THE AIR FORCE HURRICANE HUNTERS JUST MEASURED A 166 KT FLIGHT LEVEL
WIND IN THE NORTHEAST EYEWALL...WHICH REQUIRES AN ADDITIONAL UPWARD
ADJUSTMENT OF THE CURRENT INTENSITY TO 150 KT. A DROP IN THE EYE
GAVE A CENTRAL PRESSURE OF 907 MB. KATRINA IS COMPARABLE IN
INTENSITY TO HURRICANE CAMILLE OF 1969...ONLY LARGER. GPS
DROPSONDE DATA FROM THE NOAA G-IV MISSION EARLIER TODAY SHOWED
KATRINA'S INTENSE CYCLONIC CIRCULATION EXTENDING THROUGH THE 200 MB
LEVEL...WITH THE FLOW SPIRALING ANTICYLONICALLY OUTWARD IN A
WELL-DEVELOPED UPPER-LEVEL OUTFLOW PATTERN BEYOND A COUPLE HUNDRED
N MI FROM THE CENTER. FLUCTUATIONS IN STRENGTH...DUE TO INTERNAL
STRUCTURAL CHANGES...ARE LIKELY PRIOR TO LANDFALL. HURRICANES
RARELY SUSTAIN SUCH EXTREME WINDS FOR MUCH TIME. HOWEVER WE SEE
NO OBVIOUS LARGE-SCALE EFFECTS TO CAUSE A SUBSTANTIAL WEAKENING THE
SYSTEM...AND IT IS EXPECTED THAT THE HURRICANE WILL BE OF CATEGORY
4 OR 5 INTENSITY WHEN IT REACHES THE COAST.
====================
__What you will do__. According to the text on Hurricane Katrina, what central pressure did a drop in the eye indicate?

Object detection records
====================
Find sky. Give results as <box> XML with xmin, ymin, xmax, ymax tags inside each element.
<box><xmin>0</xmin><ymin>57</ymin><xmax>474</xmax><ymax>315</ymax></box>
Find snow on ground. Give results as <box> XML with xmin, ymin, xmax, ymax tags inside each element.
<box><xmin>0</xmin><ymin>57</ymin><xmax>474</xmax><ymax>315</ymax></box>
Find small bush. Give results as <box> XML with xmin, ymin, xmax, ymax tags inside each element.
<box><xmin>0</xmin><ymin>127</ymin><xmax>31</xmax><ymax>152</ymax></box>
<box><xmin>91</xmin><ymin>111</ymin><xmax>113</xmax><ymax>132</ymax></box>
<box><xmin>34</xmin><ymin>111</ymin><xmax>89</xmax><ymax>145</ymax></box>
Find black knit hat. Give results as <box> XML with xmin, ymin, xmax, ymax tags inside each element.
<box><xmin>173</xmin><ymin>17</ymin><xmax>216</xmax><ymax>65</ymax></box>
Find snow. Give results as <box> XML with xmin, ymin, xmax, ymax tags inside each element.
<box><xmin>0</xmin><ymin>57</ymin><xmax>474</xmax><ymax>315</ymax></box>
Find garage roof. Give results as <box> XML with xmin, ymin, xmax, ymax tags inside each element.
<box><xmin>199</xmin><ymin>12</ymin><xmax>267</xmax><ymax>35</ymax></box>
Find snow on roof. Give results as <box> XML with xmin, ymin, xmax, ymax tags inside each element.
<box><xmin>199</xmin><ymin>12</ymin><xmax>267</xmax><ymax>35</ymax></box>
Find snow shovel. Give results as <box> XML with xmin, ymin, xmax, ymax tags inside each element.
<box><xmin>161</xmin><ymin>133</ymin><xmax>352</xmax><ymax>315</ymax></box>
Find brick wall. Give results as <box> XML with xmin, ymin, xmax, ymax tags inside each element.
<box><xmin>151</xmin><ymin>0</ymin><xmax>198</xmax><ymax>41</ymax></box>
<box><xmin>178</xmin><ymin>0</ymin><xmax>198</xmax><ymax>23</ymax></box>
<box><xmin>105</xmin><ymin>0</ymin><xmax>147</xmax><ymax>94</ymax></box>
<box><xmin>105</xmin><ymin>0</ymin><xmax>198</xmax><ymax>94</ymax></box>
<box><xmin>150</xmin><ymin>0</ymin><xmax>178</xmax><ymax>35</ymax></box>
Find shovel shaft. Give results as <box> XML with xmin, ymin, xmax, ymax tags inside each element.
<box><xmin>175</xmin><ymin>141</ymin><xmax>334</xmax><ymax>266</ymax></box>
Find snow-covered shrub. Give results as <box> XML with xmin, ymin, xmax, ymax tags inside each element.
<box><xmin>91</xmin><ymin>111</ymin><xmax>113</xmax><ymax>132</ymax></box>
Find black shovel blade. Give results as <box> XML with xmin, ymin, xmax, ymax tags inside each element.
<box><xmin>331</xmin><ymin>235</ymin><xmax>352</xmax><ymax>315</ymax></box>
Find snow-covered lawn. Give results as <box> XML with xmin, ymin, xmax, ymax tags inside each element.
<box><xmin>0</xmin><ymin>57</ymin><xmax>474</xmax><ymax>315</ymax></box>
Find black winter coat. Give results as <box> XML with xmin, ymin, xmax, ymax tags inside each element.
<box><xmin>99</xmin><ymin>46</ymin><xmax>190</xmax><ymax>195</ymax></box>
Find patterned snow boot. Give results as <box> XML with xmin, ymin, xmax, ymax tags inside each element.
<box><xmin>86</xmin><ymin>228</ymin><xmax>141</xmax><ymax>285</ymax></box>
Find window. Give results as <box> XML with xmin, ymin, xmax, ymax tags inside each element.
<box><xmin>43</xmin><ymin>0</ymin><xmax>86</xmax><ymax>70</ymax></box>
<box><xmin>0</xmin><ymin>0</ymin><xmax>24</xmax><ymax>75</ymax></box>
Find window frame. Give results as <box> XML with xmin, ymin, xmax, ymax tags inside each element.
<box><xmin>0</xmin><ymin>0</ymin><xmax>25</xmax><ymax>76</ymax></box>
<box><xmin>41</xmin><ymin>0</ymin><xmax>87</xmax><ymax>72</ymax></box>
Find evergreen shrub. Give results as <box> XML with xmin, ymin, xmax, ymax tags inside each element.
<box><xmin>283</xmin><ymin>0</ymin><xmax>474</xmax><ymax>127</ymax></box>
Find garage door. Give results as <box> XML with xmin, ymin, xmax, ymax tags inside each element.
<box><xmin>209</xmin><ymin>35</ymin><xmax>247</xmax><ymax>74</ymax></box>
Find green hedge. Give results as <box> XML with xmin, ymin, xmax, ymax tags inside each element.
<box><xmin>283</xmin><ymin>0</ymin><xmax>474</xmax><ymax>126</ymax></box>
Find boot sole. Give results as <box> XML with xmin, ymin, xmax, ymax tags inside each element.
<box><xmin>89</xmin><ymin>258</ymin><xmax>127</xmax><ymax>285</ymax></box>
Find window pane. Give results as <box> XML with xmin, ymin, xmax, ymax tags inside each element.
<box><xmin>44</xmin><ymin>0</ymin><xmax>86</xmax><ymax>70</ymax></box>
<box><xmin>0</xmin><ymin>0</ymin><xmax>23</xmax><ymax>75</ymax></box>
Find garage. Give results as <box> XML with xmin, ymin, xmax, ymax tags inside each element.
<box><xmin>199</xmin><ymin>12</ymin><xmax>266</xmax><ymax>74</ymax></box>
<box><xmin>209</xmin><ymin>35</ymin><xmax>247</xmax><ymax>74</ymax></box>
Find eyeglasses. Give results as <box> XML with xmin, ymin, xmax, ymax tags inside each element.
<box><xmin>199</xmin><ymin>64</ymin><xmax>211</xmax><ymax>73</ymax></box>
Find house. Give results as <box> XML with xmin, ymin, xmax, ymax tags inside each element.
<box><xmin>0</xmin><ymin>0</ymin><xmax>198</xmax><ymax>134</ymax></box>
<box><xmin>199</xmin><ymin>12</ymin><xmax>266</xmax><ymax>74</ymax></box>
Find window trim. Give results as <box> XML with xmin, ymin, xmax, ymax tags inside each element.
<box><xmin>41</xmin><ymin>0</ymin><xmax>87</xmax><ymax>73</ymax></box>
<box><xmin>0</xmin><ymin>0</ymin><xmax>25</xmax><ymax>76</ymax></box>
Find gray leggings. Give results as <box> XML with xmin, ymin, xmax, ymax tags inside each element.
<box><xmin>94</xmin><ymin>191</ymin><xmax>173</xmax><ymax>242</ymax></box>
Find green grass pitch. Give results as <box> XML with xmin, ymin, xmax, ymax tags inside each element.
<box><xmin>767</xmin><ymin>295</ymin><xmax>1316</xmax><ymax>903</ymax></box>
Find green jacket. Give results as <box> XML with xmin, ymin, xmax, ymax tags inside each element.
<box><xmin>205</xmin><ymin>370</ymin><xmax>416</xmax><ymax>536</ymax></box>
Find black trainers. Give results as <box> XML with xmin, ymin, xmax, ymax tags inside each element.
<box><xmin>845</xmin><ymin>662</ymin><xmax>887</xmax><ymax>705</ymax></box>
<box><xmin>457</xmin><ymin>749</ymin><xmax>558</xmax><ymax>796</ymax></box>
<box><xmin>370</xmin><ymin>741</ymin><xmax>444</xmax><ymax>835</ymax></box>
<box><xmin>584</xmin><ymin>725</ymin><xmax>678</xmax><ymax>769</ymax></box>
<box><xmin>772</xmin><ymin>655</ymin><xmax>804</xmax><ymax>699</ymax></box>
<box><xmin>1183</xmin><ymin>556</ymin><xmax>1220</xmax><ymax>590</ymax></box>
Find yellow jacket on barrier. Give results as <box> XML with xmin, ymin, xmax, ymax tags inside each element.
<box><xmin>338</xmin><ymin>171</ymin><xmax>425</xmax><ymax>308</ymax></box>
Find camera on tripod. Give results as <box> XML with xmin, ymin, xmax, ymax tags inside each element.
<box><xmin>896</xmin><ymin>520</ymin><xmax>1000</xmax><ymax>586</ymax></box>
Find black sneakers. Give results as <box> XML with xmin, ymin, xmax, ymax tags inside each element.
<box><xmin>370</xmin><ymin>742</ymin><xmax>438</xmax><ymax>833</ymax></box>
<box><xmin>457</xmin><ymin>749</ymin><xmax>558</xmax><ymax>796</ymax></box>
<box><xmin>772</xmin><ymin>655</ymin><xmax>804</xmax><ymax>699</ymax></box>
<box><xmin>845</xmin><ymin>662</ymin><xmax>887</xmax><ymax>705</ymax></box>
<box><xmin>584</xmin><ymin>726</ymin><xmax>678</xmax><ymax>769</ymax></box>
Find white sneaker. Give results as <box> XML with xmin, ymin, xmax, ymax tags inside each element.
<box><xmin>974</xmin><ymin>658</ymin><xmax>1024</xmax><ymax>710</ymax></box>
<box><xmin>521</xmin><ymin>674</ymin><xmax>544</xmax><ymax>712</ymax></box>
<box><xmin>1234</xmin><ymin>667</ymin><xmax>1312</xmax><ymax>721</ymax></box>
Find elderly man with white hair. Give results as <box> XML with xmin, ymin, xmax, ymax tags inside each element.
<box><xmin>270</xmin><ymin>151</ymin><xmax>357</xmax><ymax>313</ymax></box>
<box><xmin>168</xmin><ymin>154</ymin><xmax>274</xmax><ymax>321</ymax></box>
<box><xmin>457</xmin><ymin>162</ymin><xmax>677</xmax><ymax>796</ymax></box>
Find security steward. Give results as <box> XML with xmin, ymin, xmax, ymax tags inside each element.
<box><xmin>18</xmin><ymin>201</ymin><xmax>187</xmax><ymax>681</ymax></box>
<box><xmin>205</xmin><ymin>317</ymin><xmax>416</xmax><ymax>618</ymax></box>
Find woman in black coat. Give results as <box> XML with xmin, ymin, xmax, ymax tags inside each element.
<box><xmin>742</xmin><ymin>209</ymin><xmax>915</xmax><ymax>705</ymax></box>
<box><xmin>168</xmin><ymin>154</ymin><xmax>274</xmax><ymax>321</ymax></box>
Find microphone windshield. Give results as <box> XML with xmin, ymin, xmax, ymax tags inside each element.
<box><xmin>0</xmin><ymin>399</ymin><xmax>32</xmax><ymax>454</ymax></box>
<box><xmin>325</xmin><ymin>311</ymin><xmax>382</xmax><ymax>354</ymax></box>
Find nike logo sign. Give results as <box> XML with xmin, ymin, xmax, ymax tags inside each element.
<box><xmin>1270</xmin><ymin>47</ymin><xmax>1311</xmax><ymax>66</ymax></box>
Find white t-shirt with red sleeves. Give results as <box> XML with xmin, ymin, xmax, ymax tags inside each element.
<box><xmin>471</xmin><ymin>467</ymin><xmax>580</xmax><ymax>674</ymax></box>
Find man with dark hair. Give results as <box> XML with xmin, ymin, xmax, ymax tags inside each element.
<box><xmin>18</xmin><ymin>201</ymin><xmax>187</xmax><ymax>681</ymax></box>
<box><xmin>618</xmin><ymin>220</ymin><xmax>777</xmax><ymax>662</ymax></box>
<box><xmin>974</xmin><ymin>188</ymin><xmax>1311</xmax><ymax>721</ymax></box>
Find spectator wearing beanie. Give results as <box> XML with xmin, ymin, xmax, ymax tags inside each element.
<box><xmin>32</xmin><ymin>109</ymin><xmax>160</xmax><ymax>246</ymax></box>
====================
__Exercise output__. 907 mb